**What to produce**
Output all the records below, word for word.

=== Begin Enclosure ===

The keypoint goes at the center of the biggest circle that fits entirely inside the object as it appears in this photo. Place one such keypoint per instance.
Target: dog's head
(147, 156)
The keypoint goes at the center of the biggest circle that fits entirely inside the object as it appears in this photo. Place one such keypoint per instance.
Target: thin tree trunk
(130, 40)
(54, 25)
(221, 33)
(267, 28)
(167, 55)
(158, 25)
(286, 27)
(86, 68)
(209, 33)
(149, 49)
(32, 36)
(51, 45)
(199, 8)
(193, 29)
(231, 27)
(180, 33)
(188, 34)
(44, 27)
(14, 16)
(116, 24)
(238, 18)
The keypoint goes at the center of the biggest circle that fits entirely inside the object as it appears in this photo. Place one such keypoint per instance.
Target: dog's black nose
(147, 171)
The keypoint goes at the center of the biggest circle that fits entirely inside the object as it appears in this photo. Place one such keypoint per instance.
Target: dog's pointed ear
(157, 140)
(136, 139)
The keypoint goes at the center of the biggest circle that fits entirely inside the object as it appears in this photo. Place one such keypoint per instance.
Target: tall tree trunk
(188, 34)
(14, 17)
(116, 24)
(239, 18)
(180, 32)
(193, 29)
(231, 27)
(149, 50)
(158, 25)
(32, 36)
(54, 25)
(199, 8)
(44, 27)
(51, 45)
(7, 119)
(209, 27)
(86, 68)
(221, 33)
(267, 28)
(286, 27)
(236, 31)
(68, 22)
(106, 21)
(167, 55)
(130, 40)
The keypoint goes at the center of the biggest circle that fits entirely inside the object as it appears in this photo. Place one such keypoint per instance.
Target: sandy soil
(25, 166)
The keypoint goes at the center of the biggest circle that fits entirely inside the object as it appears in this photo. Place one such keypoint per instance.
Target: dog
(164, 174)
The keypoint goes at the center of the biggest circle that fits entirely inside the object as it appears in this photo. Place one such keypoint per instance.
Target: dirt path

=== End Enclosure ===

**Solved exercise**
The keypoint goes at the center of the biggest circle that fits entirely inside the object as it appears in this photo. Place one such keypoint per instance.
Target: dog's head
(147, 156)
The keypoint goes at the center of the biggest circle that fits entirely inside the object as it appears in this photo. Place one such keypoint per instance.
Target: thin tree trunk
(130, 40)
(54, 25)
(221, 33)
(267, 28)
(167, 55)
(158, 25)
(286, 27)
(86, 68)
(209, 33)
(149, 49)
(32, 36)
(51, 45)
(199, 8)
(193, 29)
(231, 27)
(180, 33)
(188, 34)
(44, 27)
(14, 16)
(116, 24)
(238, 18)
The keypoint goes at the center of the biggest circle that fits entirely inside the object as it appears in this photo. Place one such keypoint per instance.
Target: dog's black nose
(147, 171)
The keypoint goes at the center of the biggest circle that fits entirely inside the object as it appears in this photo. Place one such keypoint per instance.
Target: dog's pointed ear
(157, 140)
(136, 139)
The keypoint goes at the center of the biggest circle that fits entirely inside the object as it appears in this photo. Place one such keypoint per instance.
Target: tall tree trunk
(188, 34)
(14, 17)
(116, 24)
(239, 18)
(180, 32)
(193, 29)
(231, 27)
(149, 50)
(158, 25)
(32, 36)
(54, 25)
(199, 8)
(44, 27)
(51, 45)
(7, 119)
(209, 27)
(86, 68)
(221, 33)
(267, 28)
(286, 27)
(236, 31)
(68, 22)
(106, 21)
(167, 55)
(130, 40)
The keypoint goes at the center of the biggest circle that fits entirely inside the object as it appears in this photo. Place one such keypoint per instance.
Target: sandy soil
(25, 166)
The keypoint goes at the center of the biggest circle that fits entirely inside the object as it appears in this photo. Place one such keypoint per instance.
Target: dog
(164, 174)
The keypoint goes at the center of the biggest circle that fits entirely inside the object as it appears in this photo. Place one such keypoint per instance.
Target: dirt path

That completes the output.